[Stored records]
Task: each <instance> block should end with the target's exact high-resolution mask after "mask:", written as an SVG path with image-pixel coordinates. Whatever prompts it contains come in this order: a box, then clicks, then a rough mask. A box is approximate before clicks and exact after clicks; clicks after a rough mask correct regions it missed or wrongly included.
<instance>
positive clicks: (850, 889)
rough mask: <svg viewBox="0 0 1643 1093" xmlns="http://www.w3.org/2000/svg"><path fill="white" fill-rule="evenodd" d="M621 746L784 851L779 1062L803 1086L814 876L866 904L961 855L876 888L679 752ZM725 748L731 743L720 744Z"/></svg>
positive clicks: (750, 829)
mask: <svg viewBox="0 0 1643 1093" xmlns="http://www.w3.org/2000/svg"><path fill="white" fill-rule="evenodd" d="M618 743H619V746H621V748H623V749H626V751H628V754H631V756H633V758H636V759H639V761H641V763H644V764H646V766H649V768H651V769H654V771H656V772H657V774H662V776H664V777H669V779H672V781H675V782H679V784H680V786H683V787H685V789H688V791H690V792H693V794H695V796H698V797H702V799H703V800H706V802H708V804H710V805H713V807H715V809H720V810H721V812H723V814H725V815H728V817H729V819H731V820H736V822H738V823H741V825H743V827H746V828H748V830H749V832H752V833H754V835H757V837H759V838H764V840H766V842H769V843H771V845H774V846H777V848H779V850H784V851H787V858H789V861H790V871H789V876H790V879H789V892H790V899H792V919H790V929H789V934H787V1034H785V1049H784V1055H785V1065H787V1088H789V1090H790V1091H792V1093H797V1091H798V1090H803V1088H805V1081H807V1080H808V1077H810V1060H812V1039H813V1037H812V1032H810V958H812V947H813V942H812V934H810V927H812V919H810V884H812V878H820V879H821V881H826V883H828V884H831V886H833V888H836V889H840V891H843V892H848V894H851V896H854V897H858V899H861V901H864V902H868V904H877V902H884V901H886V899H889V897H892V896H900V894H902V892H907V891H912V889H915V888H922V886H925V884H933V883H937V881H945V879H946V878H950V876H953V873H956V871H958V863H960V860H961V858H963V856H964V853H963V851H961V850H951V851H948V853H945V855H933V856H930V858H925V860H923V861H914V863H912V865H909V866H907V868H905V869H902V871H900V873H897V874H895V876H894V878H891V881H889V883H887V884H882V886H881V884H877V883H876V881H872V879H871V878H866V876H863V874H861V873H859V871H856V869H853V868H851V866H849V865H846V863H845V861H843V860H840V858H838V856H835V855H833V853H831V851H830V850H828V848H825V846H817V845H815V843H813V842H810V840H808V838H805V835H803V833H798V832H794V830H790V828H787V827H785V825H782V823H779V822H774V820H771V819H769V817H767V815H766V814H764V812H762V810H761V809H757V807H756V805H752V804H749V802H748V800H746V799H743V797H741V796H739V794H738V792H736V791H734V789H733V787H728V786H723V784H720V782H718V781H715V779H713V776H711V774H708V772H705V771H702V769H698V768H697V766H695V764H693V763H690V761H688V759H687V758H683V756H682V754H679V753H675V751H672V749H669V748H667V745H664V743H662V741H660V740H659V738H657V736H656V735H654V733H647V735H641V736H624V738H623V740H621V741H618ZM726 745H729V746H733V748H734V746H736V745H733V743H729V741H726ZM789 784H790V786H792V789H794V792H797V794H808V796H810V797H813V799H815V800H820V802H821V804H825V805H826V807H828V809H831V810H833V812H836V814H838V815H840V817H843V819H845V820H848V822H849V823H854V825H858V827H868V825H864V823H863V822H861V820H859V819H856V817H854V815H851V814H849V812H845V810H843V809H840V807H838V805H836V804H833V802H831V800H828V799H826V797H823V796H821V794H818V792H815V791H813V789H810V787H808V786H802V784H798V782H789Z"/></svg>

• [Your instructions]
Please repeat each line above exactly.

• [Answer space]
Task: each <instance> block should end with the target's exact high-resolution mask after "mask:", written as an SVG path with image-pixel coordinates. Whatever prompts it contains come in this order: a box, then clicks, then a rough mask. A box is approximate before clicks and exact after clicks; clicks after a rough mask correct regions it missed or wrongly included.
<instance>
positive clicks: (850, 889)
rough mask: <svg viewBox="0 0 1643 1093" xmlns="http://www.w3.org/2000/svg"><path fill="white" fill-rule="evenodd" d="M621 746L784 851L779 1062L803 1086L814 876L866 904L961 855L876 888L679 752ZM725 748L731 743L720 744Z"/></svg>
positive clicks: (750, 829)
mask: <svg viewBox="0 0 1643 1093" xmlns="http://www.w3.org/2000/svg"><path fill="white" fill-rule="evenodd" d="M618 743H619V746H621V748H623V749H626V751H628V754H631V756H633V758H636V759H639V761H641V763H644V764H646V766H649V768H651V769H654V771H656V772H657V774H662V776H664V777H669V779H672V781H675V782H679V784H680V786H683V787H685V789H688V791H690V792H693V794H695V796H698V797H702V799H703V800H706V802H708V804H710V805H713V807H715V809H720V810H721V812H723V814H725V815H728V817H729V819H731V820H736V822H738V823H741V825H743V827H746V828H748V830H749V832H752V833H754V835H757V837H759V838H764V840H766V842H769V843H771V845H774V846H777V848H779V850H784V851H787V858H789V861H790V871H789V876H790V879H789V892H790V899H792V919H790V929H789V934H787V1034H785V1049H784V1055H785V1065H787V1088H789V1090H790V1091H792V1093H797V1091H798V1090H803V1088H805V1081H807V1080H808V1077H810V1060H812V1039H813V1037H812V1032H810V958H812V947H813V942H812V934H810V927H812V919H810V884H812V878H820V879H821V881H826V883H828V884H831V886H833V888H836V889H840V891H843V892H848V894H851V896H854V897H858V899H861V901H864V902H868V904H877V902H884V901H886V899H889V897H892V896H900V894H902V892H907V891H912V889H915V888H922V886H925V884H933V883H937V881H945V879H946V878H950V876H953V873H956V871H958V863H960V860H961V858H963V856H964V853H963V851H961V850H951V851H948V853H945V855H933V856H930V858H925V860H923V861H914V863H912V865H909V866H907V868H905V869H902V871H900V873H897V874H895V876H894V878H891V881H889V883H887V884H882V886H881V884H877V883H876V881H872V879H871V878H866V876H863V874H861V873H859V871H856V869H853V868H851V866H849V865H846V863H845V861H843V860H840V858H838V856H835V855H833V853H831V851H830V850H828V848H825V846H817V845H815V843H813V842H810V840H808V838H805V835H803V833H798V832H794V830H790V828H787V827H785V825H782V823H779V822H774V820H771V819H769V817H767V815H766V814H764V812H762V810H761V809H757V807H756V805H752V804H749V802H748V800H746V799H743V797H741V796H739V794H738V792H736V791H734V789H733V787H728V786H723V784H720V782H718V781H715V779H713V776H711V774H708V772H705V771H702V769H698V768H697V766H695V764H693V763H690V761H688V759H687V758H683V756H682V754H679V753H675V751H672V749H669V748H667V745H664V743H662V741H660V740H659V738H657V736H656V735H654V733H647V735H641V736H624V738H623V740H621V741H618ZM726 745H729V746H733V748H734V746H736V745H733V743H729V741H726ZM789 784H790V786H792V789H794V792H797V794H808V796H810V797H813V799H815V800H820V802H821V804H825V805H826V807H828V809H831V810H833V812H836V814H838V815H840V817H843V819H845V820H848V822H849V823H854V825H858V827H868V825H864V823H863V822H861V820H859V819H856V817H854V815H851V814H849V812H845V810H843V809H840V807H838V805H836V804H833V802H831V800H828V799H826V797H823V796H821V794H818V792H815V791H813V789H810V787H808V786H802V784H798V782H789Z"/></svg>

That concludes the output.